### SECCIÓN DE TEXTO
____________________

Tal es el caso del teniente inglés Anthony (Tony) Clarke, quien salvó para siempre una de las obras de arte más importantes de todos los tiempos: La resurrección de Piero della Francesca, pintada alrededor de 1470.
Su hazaña ocurrió así.
En el verano de 1944, mientras las fuerzas Aliadas avanzaban hacia el norte en Italia, liberando ciudades y poblaciones capturadas por los alemanes, Clarke recibió órdenes de bombardear de manera implacable el pueblo medieval de Sansepolcro, cerca de Arezzo, para despejarlo de tropas enemigas antes de proseguir. Eso representaba para el comandante del regimiento de artillería un dilema imposible. Si desobedecía la orden, varios de sus soldados podrían morir en manos de los alemanes al retomar el pueblo, lo que seguro significaría la deshonra y un juicio marcial. Pero si la acataba, como había ocurrido hacía poco con Montecassino, un pueblo antiguo ubicado entre Roma y Nápoles que había quedado en ruinas, la devastación sería total, lo que implicaba la destrucción de hogares y monumentos históricos, entre ellos el ayuntamiento, donde se encontraba un fresco en particular, pintado en el siglo XV. Y el joven teniente, un hombre culto con lecturas a cuestas, recordaba haber leído un ensayo de su compatriota, el gran novelista británico Aldous Huxley, autor de Un mundo feliz (A Brave New World), quien había escrito que esa pintura “era la más importante del mundo”. Llegó la hora y comenzó el bombardeo, con los cañones disparando desde las colinas vecinas, pero en seguida Clarke dio la contraorden y detuvo el fuego. Las tropas Aliadas entraron con cautela en Sansepolcro, y, para alivio del teniente, los alemanes habían desalojado el pueblo, y el edificio del ayuntamiento lucía intacto. Adentro, por fortuna, visible en la penumbra, yacía a salvo el fresco elogiado por Huxley: La resurrección de Piero della Francesca.

____________________

### DATOS SIN PROCESAR
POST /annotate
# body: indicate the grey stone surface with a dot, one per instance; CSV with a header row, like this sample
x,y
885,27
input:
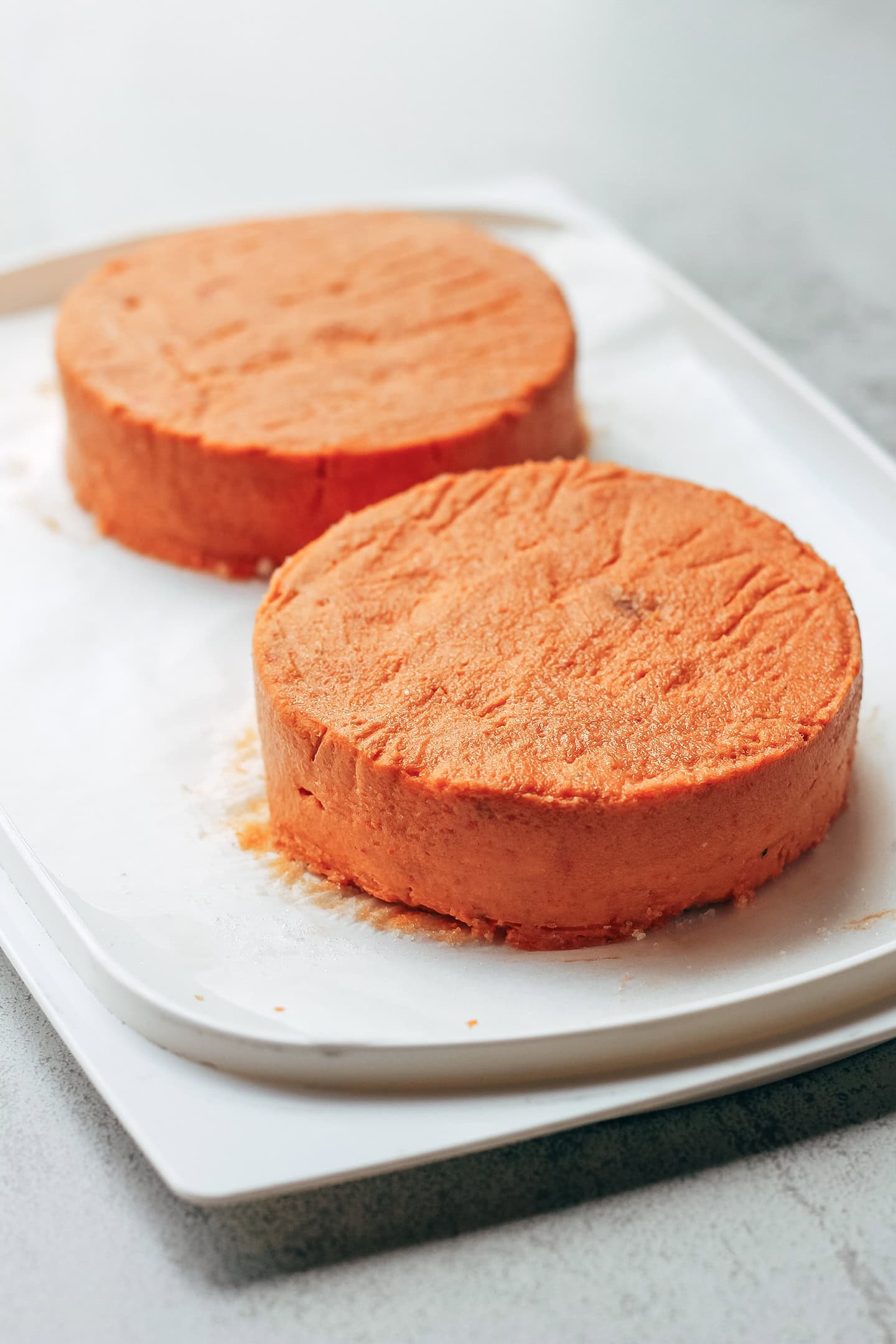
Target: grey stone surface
x,y
753,146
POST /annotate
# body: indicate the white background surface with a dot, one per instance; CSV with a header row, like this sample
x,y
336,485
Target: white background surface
x,y
750,144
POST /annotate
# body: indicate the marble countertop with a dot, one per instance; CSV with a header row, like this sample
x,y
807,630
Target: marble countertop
x,y
753,147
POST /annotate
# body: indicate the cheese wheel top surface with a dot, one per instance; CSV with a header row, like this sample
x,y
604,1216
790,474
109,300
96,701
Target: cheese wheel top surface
x,y
561,629
347,331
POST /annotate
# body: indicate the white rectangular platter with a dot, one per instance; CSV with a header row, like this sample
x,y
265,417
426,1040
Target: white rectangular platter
x,y
129,768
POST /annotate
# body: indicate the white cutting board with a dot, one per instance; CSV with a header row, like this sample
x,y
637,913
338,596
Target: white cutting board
x,y
127,762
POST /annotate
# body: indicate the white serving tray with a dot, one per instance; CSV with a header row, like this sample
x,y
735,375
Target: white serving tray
x,y
124,748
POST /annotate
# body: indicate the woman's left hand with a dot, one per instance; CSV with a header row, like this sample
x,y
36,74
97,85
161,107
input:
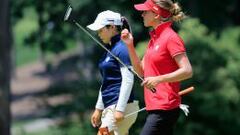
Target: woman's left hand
x,y
150,82
119,116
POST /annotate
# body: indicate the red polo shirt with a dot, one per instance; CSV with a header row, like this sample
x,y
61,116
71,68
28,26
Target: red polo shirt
x,y
159,60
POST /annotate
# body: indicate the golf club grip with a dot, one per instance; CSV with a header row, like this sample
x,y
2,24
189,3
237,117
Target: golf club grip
x,y
185,91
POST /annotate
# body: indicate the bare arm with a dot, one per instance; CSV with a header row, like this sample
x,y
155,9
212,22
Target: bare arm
x,y
184,72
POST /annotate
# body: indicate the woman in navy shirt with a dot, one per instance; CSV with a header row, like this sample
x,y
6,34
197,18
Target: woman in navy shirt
x,y
115,97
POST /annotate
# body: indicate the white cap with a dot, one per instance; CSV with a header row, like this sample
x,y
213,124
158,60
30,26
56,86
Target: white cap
x,y
105,18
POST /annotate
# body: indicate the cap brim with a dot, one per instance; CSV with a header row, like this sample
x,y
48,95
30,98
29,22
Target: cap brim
x,y
141,7
95,26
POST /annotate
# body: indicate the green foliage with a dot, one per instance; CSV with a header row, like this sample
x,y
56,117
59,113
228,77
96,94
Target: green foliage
x,y
214,104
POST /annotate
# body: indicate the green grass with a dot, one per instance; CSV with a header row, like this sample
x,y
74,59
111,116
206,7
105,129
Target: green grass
x,y
21,30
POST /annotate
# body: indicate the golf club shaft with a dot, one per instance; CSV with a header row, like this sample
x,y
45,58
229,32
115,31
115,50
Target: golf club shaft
x,y
180,93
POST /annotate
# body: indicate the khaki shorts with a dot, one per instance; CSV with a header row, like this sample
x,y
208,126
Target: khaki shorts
x,y
122,127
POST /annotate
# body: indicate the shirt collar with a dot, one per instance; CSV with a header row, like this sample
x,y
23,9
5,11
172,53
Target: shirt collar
x,y
114,40
156,32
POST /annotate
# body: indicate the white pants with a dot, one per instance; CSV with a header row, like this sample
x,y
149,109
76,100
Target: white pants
x,y
122,127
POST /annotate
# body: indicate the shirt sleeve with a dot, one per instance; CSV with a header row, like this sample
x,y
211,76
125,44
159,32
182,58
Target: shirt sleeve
x,y
175,45
123,55
99,104
125,89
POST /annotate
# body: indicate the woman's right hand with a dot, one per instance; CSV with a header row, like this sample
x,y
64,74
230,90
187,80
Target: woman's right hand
x,y
96,118
127,37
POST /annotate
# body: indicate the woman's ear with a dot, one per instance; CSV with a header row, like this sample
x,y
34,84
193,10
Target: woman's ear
x,y
157,16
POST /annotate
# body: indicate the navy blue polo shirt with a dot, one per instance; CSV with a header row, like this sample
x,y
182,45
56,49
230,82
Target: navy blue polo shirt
x,y
110,71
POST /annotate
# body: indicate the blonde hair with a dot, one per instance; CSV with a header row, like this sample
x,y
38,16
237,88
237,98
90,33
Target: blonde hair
x,y
174,8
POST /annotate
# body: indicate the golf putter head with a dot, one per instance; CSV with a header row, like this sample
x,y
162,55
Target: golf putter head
x,y
67,13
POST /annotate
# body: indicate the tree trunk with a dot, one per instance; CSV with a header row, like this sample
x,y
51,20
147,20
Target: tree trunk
x,y
5,60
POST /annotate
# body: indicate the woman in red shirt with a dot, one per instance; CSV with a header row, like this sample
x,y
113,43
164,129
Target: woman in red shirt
x,y
163,66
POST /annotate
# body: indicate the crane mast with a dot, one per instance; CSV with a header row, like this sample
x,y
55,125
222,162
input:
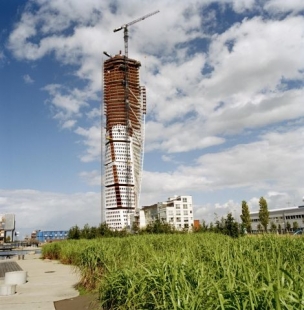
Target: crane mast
x,y
126,100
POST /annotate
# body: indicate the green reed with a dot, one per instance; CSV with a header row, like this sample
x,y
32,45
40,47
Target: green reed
x,y
191,271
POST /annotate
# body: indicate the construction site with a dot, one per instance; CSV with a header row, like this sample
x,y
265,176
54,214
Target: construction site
x,y
124,109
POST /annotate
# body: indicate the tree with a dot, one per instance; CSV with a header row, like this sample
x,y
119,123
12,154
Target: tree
x,y
288,226
231,227
295,226
273,227
74,232
245,216
263,213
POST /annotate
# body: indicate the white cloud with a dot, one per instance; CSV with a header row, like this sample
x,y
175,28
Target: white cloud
x,y
50,211
27,79
274,163
253,82
281,6
92,178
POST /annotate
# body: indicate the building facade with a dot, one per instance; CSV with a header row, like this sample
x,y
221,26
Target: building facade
x,y
286,219
176,211
125,108
49,235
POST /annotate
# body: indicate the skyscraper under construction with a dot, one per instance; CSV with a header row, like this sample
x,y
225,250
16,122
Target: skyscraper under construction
x,y
125,109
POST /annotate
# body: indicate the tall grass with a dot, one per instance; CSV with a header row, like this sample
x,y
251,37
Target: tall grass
x,y
194,271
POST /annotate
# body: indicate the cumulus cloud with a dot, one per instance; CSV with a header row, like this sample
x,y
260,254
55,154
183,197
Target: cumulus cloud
x,y
50,211
231,98
27,79
92,178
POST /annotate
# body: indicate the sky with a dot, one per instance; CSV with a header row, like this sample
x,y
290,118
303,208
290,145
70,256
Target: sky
x,y
225,114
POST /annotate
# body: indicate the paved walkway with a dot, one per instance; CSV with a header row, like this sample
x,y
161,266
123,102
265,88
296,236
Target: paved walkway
x,y
48,281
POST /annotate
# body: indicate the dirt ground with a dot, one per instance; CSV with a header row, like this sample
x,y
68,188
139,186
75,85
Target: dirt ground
x,y
83,302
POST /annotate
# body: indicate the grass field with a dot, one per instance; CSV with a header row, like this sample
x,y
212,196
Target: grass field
x,y
191,271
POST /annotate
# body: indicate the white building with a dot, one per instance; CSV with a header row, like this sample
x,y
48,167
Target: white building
x,y
176,211
125,109
280,217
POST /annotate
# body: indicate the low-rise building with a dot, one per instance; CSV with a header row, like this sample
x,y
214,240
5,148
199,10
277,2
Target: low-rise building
x,y
50,235
288,219
176,211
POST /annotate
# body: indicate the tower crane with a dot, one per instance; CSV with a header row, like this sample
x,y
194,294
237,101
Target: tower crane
x,y
128,108
125,28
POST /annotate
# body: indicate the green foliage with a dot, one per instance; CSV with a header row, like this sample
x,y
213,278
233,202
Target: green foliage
x,y
231,227
189,271
295,226
263,213
245,216
273,227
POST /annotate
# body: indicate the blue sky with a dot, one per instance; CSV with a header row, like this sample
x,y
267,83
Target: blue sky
x,y
225,111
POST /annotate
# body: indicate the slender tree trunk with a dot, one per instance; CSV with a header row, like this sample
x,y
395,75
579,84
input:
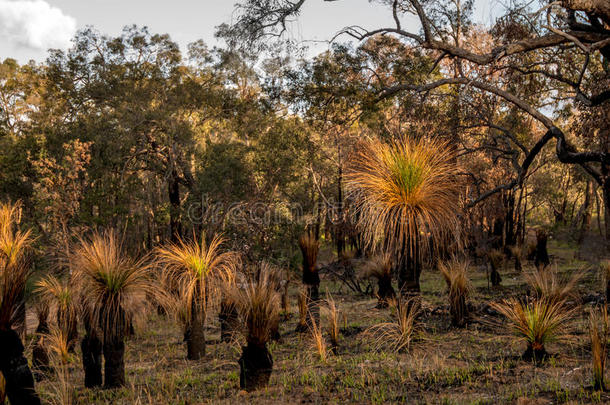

____________________

### CONSIGNAS DEL EJERCICIO
1. En el texto sobre el teniente Clarke, ¿quién había afirmado que La resurrección de Piero della Francesca "era la más importante del mundo"?
2. Enumera todos los nombres de lugares geográficos que aparecen en el texto sobre el teniente Clarke.
3. Escribe un párrafo que continúe el relato sobre el teniente Clarke y el fresco de Sansepolcro a partir de su última oración.

### RESPUESTAS POR CONSIGNA
1. El novelista británico Aldous Huxley, autor de Un mundo feliz.

2. Italia, Sansepolcro, Arezzo, Montecassino, Roma y Nápoles.

3.
No sé si es la pintura más importante del mundo, pero sí es excepcional. El fresco capta el instante preciso cuando Cristo sale de su tumba, tres días después de la crucifixión. La figura frontal y solemne, blanca y erecta como una escultura griega, ataviada con una túnica rosa, apoya el pie en el borde de mármol para emerger del sarcófago, sujetando en la diestra el asta de una bandera blanca con una cruz roja. De su martirio solo se ven las marcas puntuales de los estigmas y la herida fresca en su costado derecho, donde la lanza del centurión Longinos penetró su costillar, y de la cual todavía gotea la sangre. Su mirada fija está dirigida al espectador, y el hombre convertido en Divinidad, con un halo discreto sobre su cabeza, tiene un aire digno y majestuoso, y sentimos verdadero asombro ante la grandeza de su presencia.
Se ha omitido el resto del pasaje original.